Input for this task:
::::::::
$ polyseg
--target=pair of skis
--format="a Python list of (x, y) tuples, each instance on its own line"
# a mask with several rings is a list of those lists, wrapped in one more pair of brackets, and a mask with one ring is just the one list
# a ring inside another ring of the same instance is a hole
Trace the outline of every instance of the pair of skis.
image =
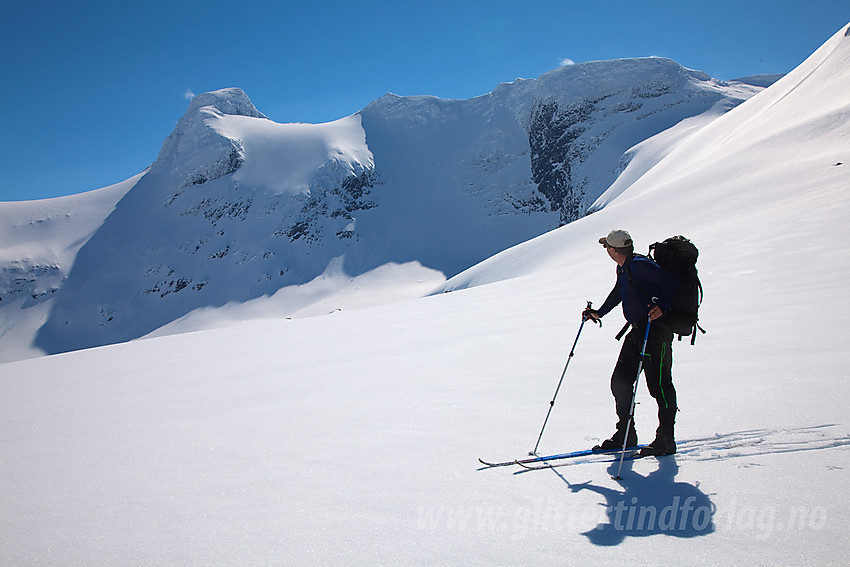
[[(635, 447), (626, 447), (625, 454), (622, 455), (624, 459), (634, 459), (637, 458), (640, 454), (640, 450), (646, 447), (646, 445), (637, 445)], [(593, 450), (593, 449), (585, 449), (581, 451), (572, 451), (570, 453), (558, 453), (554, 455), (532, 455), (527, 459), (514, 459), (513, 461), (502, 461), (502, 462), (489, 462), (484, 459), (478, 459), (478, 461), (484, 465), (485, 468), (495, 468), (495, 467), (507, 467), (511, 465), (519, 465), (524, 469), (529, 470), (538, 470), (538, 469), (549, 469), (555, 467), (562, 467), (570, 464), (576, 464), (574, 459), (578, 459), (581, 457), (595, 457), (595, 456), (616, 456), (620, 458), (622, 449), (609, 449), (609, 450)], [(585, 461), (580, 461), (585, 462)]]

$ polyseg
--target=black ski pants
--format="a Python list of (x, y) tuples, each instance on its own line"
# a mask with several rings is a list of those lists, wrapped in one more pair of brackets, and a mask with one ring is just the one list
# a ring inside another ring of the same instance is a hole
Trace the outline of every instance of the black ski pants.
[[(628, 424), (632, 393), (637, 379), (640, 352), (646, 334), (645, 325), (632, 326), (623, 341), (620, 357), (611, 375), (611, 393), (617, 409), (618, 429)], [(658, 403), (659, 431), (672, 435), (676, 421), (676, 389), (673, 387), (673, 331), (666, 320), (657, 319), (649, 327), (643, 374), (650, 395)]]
::::::::
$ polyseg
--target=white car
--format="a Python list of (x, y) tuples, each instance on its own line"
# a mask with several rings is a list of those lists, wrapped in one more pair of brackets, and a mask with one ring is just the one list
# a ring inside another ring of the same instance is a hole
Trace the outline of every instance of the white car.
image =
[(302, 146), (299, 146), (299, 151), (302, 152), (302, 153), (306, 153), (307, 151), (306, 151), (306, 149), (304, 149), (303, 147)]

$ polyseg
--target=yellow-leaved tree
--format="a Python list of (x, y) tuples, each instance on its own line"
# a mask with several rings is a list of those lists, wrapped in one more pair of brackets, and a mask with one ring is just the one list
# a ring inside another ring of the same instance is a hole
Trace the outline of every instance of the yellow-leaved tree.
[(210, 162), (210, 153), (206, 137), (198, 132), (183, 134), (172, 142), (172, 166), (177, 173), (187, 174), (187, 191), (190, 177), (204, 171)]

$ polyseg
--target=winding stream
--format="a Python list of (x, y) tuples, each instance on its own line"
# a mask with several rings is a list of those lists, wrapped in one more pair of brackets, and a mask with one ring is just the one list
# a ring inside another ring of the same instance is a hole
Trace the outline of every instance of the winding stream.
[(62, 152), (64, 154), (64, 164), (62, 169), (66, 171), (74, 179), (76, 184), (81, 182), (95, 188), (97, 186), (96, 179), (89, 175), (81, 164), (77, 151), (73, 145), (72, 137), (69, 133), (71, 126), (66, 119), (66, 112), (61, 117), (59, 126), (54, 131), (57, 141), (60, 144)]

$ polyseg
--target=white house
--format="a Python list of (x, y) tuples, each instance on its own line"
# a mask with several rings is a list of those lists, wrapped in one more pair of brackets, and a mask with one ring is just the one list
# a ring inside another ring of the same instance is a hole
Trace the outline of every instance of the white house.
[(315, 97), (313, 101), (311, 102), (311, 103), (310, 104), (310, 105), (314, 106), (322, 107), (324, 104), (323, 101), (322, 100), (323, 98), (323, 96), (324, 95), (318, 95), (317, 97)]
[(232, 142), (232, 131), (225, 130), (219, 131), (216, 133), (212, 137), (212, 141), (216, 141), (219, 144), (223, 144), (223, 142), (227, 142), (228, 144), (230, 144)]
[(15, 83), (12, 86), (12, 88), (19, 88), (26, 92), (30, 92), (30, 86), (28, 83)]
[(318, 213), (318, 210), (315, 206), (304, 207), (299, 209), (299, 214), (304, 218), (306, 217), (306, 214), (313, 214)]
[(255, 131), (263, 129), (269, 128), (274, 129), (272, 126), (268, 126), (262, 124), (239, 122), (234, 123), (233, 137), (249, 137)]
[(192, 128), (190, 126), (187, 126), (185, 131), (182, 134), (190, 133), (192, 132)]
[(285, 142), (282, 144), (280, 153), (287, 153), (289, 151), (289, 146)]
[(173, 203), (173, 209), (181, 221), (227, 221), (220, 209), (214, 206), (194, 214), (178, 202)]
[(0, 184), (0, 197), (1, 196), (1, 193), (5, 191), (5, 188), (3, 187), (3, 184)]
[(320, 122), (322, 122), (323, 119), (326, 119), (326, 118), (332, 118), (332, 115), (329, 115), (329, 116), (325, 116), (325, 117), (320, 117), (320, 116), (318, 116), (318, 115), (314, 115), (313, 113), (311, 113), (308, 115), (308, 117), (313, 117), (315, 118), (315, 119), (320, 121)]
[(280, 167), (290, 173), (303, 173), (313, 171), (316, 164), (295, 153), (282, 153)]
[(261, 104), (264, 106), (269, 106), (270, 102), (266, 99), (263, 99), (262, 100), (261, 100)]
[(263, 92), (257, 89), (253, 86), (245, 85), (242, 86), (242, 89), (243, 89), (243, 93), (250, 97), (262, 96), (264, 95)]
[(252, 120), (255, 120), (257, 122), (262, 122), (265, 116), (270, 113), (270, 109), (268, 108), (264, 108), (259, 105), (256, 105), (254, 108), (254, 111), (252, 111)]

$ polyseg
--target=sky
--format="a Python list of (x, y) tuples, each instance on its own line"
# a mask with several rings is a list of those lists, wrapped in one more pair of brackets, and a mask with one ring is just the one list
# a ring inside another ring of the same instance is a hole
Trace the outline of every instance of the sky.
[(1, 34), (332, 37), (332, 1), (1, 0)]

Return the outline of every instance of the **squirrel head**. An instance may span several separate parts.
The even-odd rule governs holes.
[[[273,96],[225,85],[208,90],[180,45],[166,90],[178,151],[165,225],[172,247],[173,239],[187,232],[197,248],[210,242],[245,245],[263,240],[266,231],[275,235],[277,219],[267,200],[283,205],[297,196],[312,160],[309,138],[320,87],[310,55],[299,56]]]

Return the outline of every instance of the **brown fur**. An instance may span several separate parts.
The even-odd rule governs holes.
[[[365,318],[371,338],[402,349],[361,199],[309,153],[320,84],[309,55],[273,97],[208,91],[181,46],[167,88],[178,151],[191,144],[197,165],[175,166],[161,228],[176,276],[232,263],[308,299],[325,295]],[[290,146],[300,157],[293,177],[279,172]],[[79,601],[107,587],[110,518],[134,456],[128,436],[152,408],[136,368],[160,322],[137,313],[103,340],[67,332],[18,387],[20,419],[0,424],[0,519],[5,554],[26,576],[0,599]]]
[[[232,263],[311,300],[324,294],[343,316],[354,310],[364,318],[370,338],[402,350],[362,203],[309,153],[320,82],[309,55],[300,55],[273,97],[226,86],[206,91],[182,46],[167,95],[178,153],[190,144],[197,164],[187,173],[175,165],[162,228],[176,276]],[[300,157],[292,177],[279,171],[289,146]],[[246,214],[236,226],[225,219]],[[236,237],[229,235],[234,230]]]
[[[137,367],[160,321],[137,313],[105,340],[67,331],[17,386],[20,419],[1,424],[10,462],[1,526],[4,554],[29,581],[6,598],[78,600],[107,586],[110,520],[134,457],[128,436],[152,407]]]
::::::::
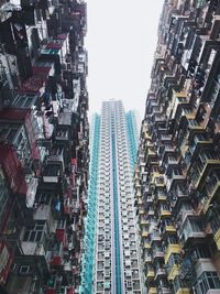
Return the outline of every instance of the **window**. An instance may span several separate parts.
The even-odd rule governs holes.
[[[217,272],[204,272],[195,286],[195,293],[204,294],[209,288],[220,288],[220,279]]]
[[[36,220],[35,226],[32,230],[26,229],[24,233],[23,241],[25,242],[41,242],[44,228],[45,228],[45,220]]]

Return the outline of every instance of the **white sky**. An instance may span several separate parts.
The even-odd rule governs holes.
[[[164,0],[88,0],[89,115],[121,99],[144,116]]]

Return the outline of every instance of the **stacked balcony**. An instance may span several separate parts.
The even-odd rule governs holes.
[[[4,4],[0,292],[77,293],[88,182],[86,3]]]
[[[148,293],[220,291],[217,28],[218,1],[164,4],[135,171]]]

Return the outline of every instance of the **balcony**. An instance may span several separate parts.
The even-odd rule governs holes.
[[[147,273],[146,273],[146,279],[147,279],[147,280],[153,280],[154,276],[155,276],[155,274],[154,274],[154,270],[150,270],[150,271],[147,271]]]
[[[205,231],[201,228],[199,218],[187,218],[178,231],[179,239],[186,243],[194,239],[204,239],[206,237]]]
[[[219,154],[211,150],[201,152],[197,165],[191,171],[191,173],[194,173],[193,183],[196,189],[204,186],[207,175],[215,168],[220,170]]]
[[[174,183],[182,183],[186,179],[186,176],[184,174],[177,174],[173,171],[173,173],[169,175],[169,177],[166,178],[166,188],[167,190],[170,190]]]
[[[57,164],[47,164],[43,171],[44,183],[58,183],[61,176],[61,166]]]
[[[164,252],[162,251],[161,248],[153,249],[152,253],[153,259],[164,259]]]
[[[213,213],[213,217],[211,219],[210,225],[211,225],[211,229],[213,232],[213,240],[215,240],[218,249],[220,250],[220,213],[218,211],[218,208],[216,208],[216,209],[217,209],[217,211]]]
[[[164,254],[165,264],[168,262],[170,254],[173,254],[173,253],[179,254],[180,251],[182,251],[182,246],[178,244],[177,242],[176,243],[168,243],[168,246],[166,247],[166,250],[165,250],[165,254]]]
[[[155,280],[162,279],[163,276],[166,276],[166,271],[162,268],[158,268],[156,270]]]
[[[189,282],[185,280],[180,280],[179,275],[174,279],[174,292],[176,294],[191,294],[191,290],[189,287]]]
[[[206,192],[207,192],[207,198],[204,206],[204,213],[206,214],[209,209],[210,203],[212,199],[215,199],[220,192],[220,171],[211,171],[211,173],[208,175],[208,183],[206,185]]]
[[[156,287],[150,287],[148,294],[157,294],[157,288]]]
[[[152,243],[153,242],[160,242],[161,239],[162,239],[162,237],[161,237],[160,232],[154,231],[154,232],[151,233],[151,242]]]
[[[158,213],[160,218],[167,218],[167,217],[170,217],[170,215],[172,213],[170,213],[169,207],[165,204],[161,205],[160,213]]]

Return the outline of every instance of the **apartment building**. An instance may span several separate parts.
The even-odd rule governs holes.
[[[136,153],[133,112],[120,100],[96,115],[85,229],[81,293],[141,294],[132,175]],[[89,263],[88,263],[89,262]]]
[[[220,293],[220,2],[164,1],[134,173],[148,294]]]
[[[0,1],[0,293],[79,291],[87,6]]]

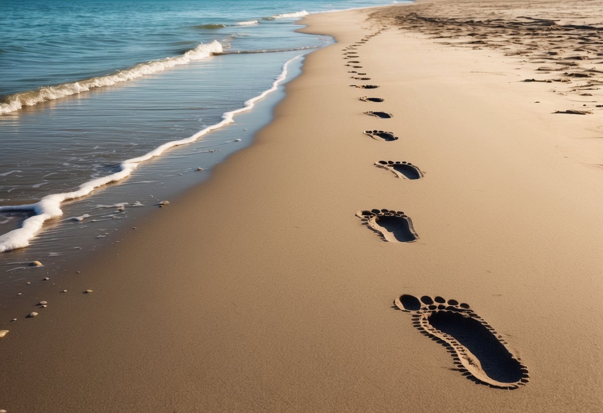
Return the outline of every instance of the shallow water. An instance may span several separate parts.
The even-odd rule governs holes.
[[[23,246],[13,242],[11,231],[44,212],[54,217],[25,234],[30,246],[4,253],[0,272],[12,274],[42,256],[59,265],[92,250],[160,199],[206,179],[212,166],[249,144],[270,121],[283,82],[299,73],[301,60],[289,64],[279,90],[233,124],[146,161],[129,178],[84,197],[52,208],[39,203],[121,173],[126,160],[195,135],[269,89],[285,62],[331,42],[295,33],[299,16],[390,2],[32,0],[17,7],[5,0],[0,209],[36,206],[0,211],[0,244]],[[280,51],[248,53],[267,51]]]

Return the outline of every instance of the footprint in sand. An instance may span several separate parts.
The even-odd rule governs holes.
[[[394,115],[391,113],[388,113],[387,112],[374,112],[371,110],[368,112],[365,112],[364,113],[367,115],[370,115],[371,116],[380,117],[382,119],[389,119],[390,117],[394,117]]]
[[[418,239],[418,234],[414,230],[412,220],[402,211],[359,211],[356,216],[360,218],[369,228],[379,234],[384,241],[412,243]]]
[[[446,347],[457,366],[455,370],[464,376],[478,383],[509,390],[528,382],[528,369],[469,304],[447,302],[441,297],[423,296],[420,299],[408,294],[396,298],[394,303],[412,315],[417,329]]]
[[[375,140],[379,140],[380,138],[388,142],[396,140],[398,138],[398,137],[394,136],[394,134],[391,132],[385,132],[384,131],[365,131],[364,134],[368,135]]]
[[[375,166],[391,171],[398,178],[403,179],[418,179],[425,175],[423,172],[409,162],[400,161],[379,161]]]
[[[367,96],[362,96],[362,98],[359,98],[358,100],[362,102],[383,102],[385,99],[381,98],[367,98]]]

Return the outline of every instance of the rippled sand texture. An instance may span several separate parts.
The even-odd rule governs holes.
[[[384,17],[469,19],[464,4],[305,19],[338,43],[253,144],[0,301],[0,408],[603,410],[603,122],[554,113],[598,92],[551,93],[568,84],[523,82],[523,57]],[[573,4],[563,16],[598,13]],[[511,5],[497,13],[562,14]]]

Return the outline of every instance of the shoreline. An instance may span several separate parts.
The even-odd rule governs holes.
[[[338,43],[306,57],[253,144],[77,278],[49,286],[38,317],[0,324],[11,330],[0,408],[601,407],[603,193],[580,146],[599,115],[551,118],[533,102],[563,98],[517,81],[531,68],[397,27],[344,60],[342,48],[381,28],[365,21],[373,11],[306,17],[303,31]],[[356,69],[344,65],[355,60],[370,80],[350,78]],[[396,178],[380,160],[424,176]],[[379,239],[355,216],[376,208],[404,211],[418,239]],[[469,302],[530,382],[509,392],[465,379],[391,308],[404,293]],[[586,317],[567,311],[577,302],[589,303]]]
::::::::
Can you reproduce the listing verbatim from the line containing "Return the outline of every instance of the **stacked" through the line containing "[[[148,293],[220,291],[217,28],[218,1],[164,4],[135,171]]]", including both of those lines?

Solved problem:
Return the outline of every instance of the **stacked balcony**. An instance may span several separate parts.
The even-odd rule governs holes.
[[[4,4],[0,292],[77,293],[88,182],[86,3]]]
[[[148,293],[220,291],[217,28],[218,1],[164,4],[135,171]]]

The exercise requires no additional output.